Data for this exercise:
● ● ● ●

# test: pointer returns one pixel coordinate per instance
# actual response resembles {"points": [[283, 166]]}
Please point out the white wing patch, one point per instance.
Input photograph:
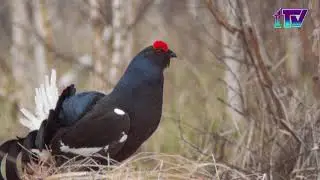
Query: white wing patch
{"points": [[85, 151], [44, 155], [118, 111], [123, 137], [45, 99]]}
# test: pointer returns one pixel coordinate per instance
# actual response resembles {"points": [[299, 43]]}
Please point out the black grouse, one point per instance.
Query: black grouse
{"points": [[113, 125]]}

● ● ● ●

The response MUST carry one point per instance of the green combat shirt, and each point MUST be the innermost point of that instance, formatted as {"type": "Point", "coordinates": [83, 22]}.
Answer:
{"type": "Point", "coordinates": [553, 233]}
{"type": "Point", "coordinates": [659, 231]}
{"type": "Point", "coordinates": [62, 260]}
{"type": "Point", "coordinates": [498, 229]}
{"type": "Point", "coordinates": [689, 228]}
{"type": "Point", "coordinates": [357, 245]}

● ● ● ●

Required action:
Throughout the material above, find every line holding "actual" and copy it.

Task response:
# actual response resembles {"points": [[283, 166]]}
# actual response resembles {"points": [[299, 43]]}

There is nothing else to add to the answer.